§ Exercise aim
Which lines in the items below contain the string "from", with case counting? Show each of those lines in full.

§ Provided records
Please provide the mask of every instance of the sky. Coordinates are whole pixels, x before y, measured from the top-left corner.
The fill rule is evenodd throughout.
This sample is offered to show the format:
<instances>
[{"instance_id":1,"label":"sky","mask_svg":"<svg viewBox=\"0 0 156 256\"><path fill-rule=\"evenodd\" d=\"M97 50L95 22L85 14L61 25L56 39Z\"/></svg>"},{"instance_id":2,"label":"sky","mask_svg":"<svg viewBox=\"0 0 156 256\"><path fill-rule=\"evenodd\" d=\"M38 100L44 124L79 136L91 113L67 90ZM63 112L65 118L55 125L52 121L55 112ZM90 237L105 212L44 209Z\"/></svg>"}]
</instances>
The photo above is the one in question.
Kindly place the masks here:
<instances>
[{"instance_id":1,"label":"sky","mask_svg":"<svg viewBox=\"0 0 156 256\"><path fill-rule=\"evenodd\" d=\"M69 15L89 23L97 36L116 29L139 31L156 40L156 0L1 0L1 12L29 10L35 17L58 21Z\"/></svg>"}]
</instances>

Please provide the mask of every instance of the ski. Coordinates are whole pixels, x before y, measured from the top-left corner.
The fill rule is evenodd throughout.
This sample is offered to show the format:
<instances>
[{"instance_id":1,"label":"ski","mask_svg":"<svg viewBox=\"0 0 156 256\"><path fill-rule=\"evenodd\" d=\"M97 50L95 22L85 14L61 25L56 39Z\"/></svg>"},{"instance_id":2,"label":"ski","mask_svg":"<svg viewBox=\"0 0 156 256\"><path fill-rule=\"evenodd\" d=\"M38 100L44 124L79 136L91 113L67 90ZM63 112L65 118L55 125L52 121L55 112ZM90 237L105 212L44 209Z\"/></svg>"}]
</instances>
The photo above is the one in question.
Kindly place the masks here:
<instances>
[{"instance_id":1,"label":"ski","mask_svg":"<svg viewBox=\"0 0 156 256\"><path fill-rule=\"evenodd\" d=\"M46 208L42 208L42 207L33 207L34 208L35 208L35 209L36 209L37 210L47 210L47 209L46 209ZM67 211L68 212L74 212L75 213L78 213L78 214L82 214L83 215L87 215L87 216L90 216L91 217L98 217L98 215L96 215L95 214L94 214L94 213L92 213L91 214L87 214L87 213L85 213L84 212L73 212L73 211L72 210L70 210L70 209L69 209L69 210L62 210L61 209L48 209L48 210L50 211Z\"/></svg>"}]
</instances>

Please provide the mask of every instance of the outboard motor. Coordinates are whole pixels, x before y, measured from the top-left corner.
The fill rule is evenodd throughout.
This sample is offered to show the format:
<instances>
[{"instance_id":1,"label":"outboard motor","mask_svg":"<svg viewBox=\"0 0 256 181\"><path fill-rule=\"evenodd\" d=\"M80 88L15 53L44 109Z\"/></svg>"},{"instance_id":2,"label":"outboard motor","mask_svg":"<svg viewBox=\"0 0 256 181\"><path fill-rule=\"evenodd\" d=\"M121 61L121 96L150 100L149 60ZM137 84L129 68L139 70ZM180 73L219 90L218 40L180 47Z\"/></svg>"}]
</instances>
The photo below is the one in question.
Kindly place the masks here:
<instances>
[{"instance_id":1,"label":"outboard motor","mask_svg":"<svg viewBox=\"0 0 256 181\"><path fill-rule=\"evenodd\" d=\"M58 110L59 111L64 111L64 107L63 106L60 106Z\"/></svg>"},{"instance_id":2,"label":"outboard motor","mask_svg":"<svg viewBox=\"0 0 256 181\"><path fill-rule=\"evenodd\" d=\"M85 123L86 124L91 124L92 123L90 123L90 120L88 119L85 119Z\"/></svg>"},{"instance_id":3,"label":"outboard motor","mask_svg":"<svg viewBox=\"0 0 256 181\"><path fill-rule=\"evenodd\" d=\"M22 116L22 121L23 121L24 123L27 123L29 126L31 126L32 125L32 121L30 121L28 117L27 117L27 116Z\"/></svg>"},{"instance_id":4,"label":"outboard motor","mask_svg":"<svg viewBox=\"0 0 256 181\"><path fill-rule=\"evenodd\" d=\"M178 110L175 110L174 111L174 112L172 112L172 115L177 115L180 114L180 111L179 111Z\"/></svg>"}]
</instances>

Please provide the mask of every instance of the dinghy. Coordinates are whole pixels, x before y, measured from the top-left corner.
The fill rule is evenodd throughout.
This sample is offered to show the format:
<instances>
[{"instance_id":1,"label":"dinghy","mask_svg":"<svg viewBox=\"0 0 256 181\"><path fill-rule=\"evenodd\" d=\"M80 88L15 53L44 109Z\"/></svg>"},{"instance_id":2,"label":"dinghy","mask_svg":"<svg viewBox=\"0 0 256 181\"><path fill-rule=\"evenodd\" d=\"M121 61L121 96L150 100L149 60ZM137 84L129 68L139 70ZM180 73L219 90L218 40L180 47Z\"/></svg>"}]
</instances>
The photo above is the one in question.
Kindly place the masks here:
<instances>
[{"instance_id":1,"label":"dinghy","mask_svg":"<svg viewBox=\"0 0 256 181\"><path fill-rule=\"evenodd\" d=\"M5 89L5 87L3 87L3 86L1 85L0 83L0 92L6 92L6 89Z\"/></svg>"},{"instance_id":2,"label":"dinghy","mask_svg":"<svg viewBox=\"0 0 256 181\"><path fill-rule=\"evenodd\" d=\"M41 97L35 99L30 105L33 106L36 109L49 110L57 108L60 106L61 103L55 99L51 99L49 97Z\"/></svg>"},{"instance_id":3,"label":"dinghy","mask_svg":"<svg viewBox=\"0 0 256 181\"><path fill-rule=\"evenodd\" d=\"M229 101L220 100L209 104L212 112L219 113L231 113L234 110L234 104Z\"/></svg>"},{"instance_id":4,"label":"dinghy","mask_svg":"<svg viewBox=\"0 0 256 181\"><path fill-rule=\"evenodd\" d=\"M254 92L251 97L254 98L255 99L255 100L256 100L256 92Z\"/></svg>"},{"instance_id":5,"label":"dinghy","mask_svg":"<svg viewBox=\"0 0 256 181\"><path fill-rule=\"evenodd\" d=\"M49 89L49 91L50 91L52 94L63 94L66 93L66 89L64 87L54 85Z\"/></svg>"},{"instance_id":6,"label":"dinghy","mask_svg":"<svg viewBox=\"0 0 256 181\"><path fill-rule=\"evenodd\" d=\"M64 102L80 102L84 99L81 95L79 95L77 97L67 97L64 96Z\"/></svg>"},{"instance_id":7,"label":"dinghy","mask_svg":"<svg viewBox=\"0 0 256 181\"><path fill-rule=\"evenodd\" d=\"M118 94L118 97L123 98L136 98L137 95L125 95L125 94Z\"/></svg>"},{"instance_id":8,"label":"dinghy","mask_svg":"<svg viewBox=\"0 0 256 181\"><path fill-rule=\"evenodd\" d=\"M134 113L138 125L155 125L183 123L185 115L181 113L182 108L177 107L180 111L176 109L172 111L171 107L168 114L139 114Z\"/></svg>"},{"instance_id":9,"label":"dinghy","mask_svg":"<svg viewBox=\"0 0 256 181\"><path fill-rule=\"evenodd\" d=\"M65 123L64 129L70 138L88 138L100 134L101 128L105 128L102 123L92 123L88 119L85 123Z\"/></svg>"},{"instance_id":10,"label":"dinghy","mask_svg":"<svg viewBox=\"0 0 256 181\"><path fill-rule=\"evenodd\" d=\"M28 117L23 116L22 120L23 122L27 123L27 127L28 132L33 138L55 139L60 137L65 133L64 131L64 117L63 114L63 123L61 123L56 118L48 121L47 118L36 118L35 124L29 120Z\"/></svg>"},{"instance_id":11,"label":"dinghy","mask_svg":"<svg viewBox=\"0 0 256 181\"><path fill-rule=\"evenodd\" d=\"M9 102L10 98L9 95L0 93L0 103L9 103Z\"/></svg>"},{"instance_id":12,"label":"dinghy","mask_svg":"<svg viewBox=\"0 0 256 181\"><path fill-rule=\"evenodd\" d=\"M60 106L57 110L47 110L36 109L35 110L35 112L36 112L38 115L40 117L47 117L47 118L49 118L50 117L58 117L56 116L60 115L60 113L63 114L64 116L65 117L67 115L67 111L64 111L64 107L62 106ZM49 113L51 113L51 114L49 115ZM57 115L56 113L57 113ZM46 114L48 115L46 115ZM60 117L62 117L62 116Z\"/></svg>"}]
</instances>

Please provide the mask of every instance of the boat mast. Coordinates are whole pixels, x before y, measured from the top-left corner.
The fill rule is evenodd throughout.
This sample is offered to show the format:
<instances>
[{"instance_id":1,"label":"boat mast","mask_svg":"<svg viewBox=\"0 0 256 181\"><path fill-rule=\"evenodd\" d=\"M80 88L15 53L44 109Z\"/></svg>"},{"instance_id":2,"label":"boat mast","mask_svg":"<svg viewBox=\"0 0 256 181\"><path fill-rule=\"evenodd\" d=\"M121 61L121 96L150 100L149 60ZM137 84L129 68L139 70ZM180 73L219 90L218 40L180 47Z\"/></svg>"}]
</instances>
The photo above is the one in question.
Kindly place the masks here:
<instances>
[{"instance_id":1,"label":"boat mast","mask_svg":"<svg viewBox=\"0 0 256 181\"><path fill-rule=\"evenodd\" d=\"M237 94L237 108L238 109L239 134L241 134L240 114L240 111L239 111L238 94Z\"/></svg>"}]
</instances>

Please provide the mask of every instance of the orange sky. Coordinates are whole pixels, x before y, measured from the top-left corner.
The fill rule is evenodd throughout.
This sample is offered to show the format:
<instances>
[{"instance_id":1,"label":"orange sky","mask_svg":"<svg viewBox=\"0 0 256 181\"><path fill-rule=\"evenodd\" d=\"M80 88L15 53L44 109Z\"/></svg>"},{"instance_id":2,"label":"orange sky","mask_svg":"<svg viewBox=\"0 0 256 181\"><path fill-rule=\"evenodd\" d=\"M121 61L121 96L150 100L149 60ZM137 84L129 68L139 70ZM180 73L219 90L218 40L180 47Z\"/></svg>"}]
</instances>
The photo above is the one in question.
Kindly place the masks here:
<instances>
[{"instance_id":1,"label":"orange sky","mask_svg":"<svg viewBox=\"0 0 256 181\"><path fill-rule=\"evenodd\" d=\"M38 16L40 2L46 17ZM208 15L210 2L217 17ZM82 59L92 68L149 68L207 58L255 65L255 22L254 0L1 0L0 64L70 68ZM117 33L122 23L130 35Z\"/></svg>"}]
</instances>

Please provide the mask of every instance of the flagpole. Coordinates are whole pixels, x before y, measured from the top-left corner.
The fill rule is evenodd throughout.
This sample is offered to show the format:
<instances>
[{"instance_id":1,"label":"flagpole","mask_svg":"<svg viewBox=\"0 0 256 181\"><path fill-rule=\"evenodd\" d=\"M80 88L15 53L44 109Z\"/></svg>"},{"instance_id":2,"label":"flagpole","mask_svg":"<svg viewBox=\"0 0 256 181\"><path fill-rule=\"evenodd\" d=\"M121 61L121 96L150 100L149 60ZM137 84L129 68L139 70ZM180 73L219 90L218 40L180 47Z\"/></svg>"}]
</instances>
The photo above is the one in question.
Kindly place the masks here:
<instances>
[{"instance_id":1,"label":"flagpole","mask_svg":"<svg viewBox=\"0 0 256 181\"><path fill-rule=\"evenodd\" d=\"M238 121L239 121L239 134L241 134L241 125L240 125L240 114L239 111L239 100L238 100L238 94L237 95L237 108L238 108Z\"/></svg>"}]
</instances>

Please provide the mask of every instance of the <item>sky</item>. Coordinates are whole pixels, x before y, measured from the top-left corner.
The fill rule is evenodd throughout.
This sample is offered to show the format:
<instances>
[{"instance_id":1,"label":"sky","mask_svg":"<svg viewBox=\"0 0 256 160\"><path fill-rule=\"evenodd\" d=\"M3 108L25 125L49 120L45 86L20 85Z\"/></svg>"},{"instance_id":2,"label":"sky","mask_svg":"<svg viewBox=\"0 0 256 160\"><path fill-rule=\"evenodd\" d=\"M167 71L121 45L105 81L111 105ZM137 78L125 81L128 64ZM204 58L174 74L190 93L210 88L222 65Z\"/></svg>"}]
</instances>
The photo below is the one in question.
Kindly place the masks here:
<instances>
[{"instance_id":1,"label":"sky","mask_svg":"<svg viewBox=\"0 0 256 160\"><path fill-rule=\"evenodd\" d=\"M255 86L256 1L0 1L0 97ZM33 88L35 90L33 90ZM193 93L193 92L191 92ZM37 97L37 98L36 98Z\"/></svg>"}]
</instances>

§ Answer for the task
Please provide the mask of every instance of the sky. Coordinates are whole pixels, x before y, measured from the top-left corner.
Please provide the mask of every instance of the ski. Coordinates are whole pixels, x before y, measured from the top-left corner.
Please provide the mask of every instance of the outboard motor. Coordinates are whole pixels, x before y, measured from the top-left corner.
Please provide the mask of every instance of the dinghy. Coordinates are whole pixels, x before y, measured from the top-left corner.
Please provide the mask of every instance of the boat mast. Coordinates are whole pixels, x before y, measured from the top-left corner.
Please provide the mask of every instance of the orange sky. Coordinates are whole pixels, x before y, measured from the top-left corner.
Please provide the mask of every instance of the flagpole. Coordinates are whole pixels, x before y, measured from the top-left corner.
Please provide the mask of every instance of the <item>sky</item>. Coordinates are whole pixels, x before y, measured from the top-left corner.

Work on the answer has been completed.